▼

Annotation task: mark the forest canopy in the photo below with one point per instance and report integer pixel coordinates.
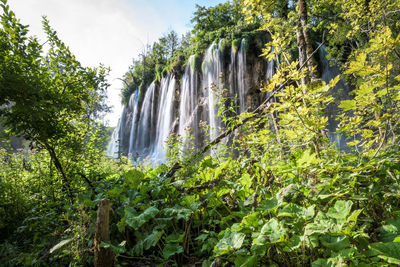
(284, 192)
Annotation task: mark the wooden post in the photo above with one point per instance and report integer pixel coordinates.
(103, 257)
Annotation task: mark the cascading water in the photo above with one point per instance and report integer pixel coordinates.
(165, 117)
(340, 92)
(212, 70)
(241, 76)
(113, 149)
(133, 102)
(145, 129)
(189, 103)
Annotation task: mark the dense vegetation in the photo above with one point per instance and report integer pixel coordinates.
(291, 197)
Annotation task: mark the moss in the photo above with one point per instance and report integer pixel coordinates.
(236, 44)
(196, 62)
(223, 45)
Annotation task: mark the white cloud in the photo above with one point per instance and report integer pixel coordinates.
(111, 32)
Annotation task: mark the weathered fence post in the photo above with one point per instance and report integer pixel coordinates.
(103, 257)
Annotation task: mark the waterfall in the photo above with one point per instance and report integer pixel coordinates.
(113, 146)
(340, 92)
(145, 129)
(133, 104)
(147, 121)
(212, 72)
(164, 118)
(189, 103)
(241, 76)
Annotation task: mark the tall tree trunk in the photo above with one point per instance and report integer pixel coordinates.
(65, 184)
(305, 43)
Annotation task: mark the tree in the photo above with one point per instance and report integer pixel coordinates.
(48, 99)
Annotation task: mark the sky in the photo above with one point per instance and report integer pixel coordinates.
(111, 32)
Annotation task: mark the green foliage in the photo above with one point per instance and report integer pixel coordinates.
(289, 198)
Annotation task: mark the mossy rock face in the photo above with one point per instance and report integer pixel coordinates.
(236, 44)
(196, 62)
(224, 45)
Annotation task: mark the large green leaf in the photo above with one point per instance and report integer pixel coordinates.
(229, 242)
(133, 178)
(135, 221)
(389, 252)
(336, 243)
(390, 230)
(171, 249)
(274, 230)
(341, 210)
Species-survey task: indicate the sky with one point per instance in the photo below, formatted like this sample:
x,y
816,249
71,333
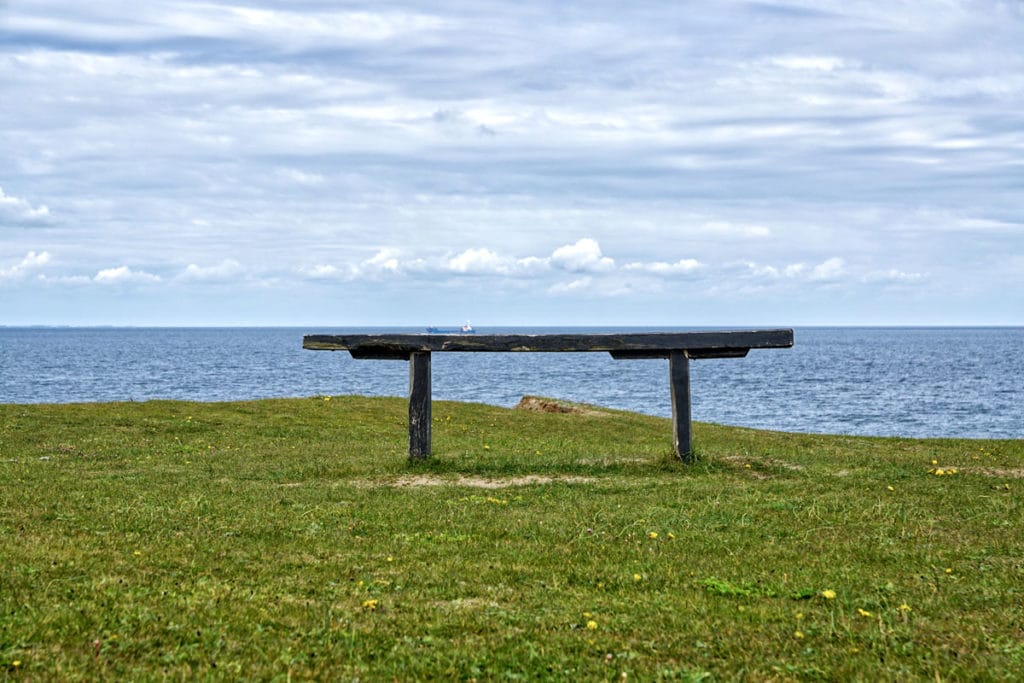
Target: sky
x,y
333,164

▲
▼

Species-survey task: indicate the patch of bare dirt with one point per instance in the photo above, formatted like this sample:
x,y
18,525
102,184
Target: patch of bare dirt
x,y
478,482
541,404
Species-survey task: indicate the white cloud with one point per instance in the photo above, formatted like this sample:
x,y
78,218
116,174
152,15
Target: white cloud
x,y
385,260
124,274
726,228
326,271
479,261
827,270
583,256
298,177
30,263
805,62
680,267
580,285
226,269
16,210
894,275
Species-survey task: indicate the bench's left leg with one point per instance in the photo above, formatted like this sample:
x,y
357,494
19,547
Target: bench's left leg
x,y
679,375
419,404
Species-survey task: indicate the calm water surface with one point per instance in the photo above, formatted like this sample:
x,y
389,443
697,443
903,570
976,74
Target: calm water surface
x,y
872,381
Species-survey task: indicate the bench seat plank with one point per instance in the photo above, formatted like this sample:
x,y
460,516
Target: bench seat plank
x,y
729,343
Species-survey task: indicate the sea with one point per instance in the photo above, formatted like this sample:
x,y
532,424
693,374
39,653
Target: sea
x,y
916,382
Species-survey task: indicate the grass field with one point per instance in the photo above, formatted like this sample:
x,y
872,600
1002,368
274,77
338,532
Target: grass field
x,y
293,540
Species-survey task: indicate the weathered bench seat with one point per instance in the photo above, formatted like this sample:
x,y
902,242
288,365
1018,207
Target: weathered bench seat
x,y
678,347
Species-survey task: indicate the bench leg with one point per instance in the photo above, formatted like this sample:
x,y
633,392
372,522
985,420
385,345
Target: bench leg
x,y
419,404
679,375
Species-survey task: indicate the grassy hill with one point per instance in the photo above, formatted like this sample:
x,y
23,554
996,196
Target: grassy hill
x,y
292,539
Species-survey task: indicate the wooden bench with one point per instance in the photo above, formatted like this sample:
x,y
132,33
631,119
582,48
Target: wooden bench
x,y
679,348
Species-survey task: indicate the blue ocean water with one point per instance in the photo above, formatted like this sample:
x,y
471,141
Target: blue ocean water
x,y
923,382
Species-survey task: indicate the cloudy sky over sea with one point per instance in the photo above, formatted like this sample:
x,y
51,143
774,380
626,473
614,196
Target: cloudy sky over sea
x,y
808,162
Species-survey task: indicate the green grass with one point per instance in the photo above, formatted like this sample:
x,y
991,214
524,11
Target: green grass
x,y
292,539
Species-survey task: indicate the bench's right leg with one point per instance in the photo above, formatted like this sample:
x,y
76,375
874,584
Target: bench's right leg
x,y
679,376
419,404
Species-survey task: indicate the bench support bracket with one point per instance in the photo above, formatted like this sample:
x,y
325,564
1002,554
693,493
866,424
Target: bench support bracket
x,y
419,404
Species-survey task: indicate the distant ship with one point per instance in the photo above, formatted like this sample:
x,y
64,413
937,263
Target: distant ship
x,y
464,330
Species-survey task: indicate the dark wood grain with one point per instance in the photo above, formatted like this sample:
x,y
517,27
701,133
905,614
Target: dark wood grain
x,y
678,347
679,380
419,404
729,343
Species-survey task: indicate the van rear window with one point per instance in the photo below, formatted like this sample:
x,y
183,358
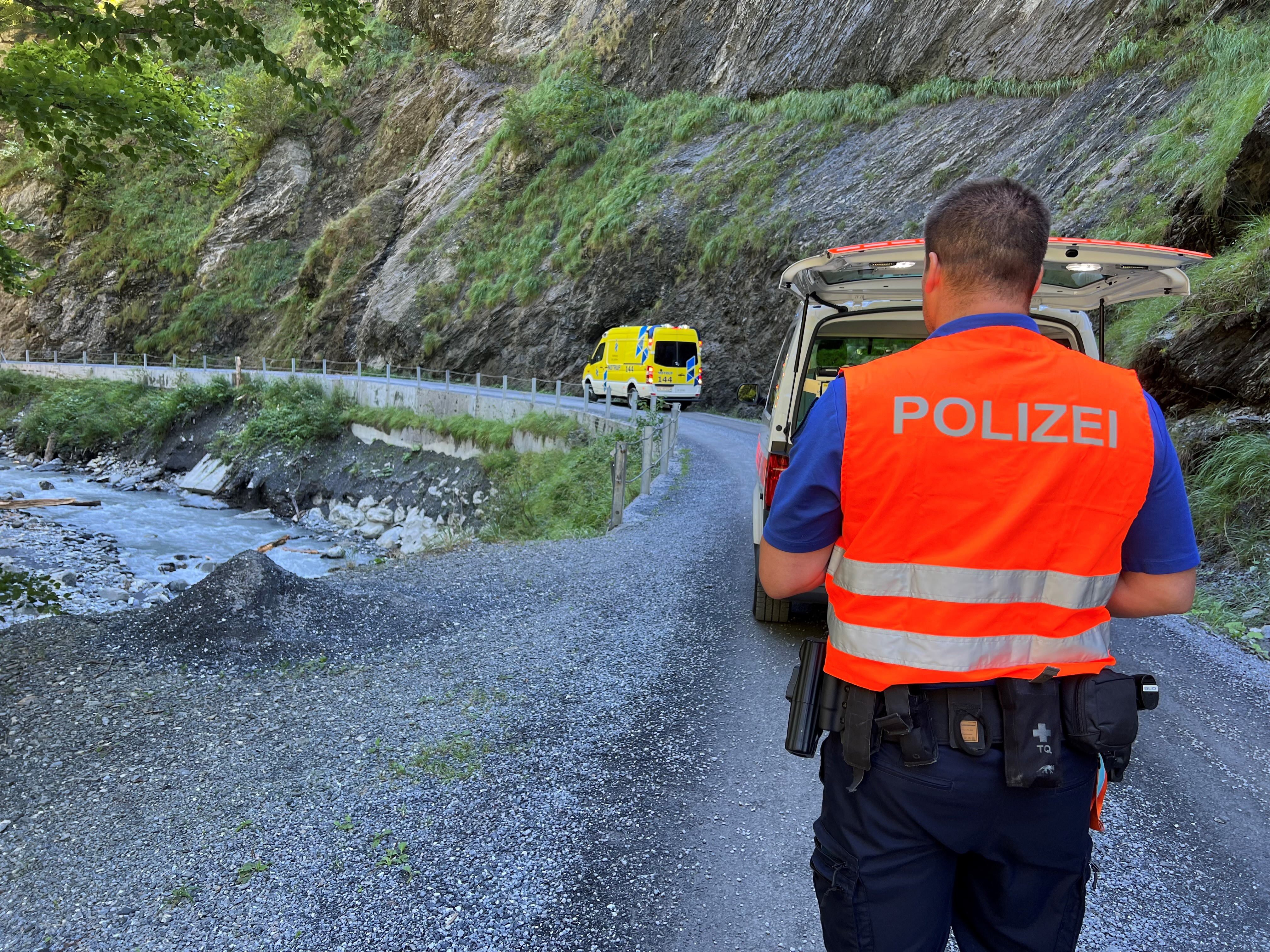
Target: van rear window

▲

◆ **Task item**
Go through the material line by line. Show each line that contains the string "rear".

◆ **Output of the exercise**
Species-survey task: indicate the van rear window with one point per instance in the photo below, formatted like this sample:
Target: van rear window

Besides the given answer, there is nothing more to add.